--- INSTRUCTION ---
How many lines in the items below contain the string "hook"? Treat uppercase and lowercase as different, and reply with the number alone.

[Detection examples]
○ ○ ○ ○ ○ ○ ○

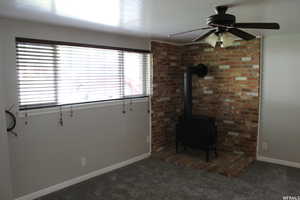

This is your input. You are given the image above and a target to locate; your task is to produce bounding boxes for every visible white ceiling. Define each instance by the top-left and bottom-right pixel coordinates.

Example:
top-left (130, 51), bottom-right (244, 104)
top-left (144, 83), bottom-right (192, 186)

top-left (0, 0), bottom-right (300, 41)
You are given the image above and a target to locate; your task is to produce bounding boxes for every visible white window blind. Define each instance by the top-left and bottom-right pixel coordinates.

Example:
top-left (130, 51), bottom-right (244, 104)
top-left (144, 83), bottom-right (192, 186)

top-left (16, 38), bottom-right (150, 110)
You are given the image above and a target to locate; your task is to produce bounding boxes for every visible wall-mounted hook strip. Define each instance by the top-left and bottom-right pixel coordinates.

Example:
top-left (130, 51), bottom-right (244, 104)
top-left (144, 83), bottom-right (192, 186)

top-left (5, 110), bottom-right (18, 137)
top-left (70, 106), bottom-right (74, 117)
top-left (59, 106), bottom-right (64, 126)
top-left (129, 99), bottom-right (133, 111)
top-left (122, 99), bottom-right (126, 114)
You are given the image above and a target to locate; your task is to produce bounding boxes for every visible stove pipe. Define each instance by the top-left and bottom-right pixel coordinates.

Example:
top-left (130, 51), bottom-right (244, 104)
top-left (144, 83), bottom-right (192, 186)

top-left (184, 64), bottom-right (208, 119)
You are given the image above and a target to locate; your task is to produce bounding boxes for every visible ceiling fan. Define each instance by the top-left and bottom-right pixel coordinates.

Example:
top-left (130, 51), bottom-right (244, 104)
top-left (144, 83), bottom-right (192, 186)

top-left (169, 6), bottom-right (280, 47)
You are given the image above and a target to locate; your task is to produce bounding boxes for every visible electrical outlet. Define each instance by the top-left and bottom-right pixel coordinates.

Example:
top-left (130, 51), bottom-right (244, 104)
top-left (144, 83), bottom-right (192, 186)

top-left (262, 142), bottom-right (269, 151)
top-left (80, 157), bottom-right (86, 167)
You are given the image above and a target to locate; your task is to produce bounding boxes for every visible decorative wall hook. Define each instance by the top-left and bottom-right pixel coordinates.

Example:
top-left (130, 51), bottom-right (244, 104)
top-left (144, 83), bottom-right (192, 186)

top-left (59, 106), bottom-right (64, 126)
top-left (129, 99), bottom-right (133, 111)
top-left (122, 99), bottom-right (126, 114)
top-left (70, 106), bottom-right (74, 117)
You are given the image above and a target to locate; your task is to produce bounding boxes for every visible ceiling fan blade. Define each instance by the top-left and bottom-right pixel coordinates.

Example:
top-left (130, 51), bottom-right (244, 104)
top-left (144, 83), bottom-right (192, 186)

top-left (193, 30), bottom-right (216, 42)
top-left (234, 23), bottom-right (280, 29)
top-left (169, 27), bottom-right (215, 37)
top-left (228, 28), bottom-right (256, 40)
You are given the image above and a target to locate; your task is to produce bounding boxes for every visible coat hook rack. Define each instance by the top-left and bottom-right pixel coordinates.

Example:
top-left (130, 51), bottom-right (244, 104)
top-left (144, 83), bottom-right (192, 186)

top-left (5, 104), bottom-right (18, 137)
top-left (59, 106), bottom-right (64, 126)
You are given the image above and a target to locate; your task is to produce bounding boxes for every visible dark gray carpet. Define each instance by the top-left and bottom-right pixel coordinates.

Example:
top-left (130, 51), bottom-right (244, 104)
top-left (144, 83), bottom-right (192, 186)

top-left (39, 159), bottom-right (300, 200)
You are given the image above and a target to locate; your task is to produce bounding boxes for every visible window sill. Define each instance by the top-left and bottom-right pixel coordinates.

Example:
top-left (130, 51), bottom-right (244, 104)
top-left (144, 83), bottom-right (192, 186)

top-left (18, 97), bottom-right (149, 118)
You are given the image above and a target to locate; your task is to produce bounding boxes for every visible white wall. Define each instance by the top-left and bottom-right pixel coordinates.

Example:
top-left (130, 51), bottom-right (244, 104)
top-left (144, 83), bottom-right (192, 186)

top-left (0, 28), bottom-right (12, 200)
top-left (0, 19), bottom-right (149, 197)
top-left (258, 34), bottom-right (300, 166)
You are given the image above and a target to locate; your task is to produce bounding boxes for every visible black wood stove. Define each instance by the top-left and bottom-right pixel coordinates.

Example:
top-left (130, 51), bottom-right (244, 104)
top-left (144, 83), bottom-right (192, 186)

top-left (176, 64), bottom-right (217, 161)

○ ○ ○ ○ ○ ○ ○

--- SOLUTION TO THIS EXERCISE ---
3